▶ **Material for this task**:

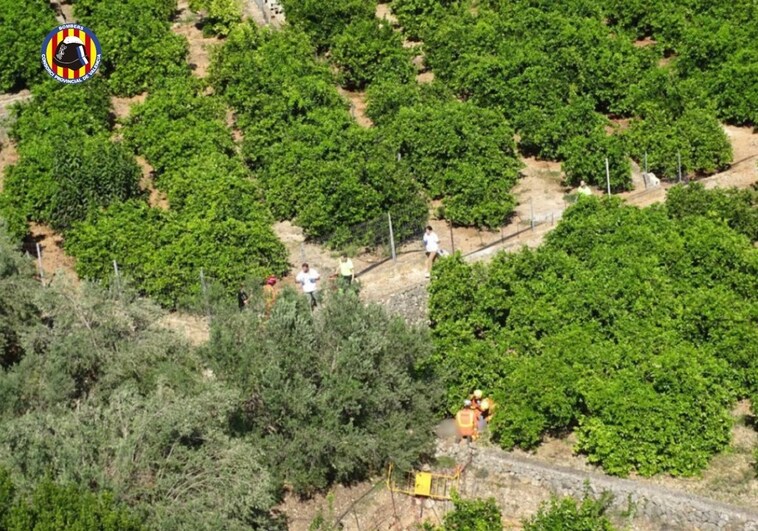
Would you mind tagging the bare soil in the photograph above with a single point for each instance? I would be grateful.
(199, 46)
(384, 12)
(195, 329)
(357, 102)
(8, 157)
(647, 41)
(156, 198)
(122, 107)
(54, 259)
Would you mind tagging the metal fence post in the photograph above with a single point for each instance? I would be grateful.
(644, 176)
(452, 240)
(392, 238)
(118, 278)
(39, 262)
(204, 287)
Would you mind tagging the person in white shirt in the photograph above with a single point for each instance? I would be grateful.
(584, 190)
(307, 278)
(432, 247)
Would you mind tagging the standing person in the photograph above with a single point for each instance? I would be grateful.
(269, 293)
(432, 247)
(466, 421)
(242, 298)
(307, 278)
(346, 271)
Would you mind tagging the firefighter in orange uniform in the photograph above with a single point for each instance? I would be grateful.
(466, 420)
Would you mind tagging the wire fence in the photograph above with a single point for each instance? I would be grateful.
(388, 236)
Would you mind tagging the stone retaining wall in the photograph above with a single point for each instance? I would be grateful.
(521, 484)
(410, 304)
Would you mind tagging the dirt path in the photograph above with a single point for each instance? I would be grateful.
(357, 102)
(54, 259)
(185, 24)
(520, 481)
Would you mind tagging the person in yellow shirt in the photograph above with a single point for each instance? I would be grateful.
(346, 271)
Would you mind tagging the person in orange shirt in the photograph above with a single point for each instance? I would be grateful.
(269, 293)
(466, 421)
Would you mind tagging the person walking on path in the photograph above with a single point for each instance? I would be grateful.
(242, 298)
(307, 278)
(584, 190)
(432, 248)
(346, 272)
(270, 293)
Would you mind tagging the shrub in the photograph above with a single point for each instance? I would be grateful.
(324, 21)
(697, 137)
(23, 26)
(570, 515)
(367, 51)
(544, 131)
(734, 88)
(103, 399)
(266, 91)
(642, 319)
(473, 515)
(584, 160)
(140, 47)
(736, 208)
(64, 174)
(314, 163)
(220, 15)
(417, 16)
(355, 397)
(164, 252)
(177, 124)
(54, 506)
(463, 154)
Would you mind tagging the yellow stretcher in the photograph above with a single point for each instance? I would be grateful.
(425, 484)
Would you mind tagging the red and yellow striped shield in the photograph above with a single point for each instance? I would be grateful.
(84, 47)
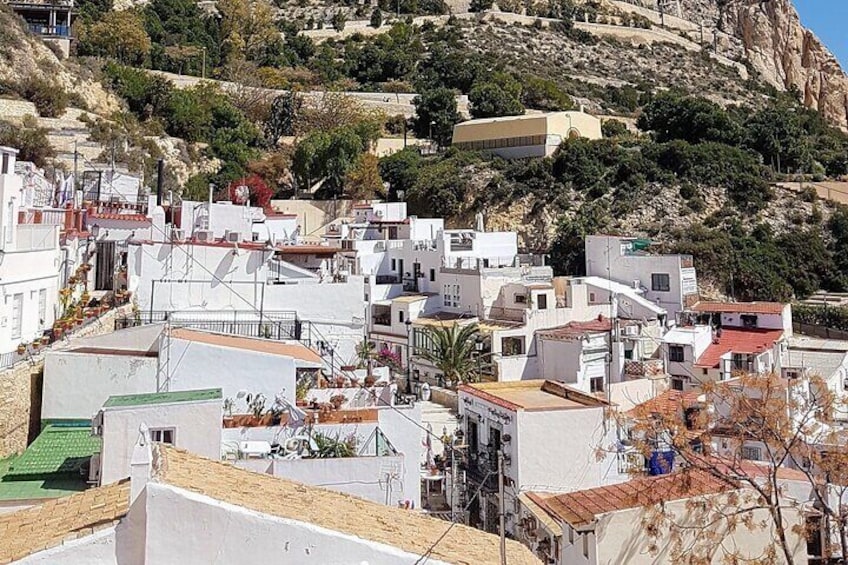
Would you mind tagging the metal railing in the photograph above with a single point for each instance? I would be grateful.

▶ **Work to do**: Print all of the entries word for word. Omit the pictures they contain.

▶ **Final result**:
Would you mind tagging the bare soil in the photograph above with a single point for each instance? I would be grateful.
(199, 46)
(384, 12)
(195, 329)
(357, 102)
(8, 157)
(647, 41)
(156, 198)
(122, 107)
(54, 259)
Would you mind tagging the metal fence post in the photograph above with a single point for each instance? I would be grateful.
(644, 176)
(452, 240)
(392, 238)
(118, 278)
(39, 262)
(204, 287)
Would you mind tagging the person in white shirt in the photograph above with a single point for each instance? I would be grateful.
(584, 190)
(307, 278)
(432, 247)
Would you mind tagging the standing person in the photograph above with a single point for each instance? I would be grateful.
(269, 293)
(432, 247)
(466, 421)
(242, 298)
(307, 278)
(346, 271)
Would you mind tagging the firefighter in orange uniform in the photograph above with a single point for each instance? I would be grateful.
(466, 420)
Would you mind tagging the wire fence in the photograph above with a single point for each instance? I would be grateful.
(388, 236)
Would you mind tagging the stone retaining wall in the photograph above with a single point for each instance? I would be grateful.
(521, 484)
(410, 304)
Would you mind tagging the dirt path in the photograph above with a single point for each instance? I would be grateful.
(357, 102)
(54, 259)
(185, 24)
(520, 481)
Would you mind tagging the person in yellow shirt in the photograph above with a single point for each instance? I would be grateful.
(346, 271)
Would you mind tagging the person in orange shirt in the photograph above with a single point for each instance? I would be grateful.
(269, 293)
(466, 421)
Would you mind tagging the person walking on path in the photograph above with a single point for each instance? I would be grateful.
(242, 298)
(307, 278)
(584, 190)
(432, 248)
(346, 272)
(270, 293)
Would you mind tagging the shrub in the photograph above with a single point for each instance? I would be grateful.
(324, 21)
(697, 137)
(23, 26)
(570, 515)
(367, 51)
(544, 131)
(734, 88)
(103, 399)
(266, 91)
(642, 319)
(473, 515)
(584, 160)
(140, 47)
(736, 208)
(64, 174)
(314, 163)
(220, 15)
(417, 16)
(355, 397)
(164, 252)
(177, 124)
(54, 506)
(463, 154)
Would you mind tagging the yellow stretcher in the photograph above with a single point for each instance? I would be grateful.
(425, 484)
Would you mind tagging the red and yellow striped shield in the photograph above with a single point for each instance? I would be grateful.
(84, 47)
Would you mind tagging the metal railing in the photograph above with a single point for each instance? I would be grateful.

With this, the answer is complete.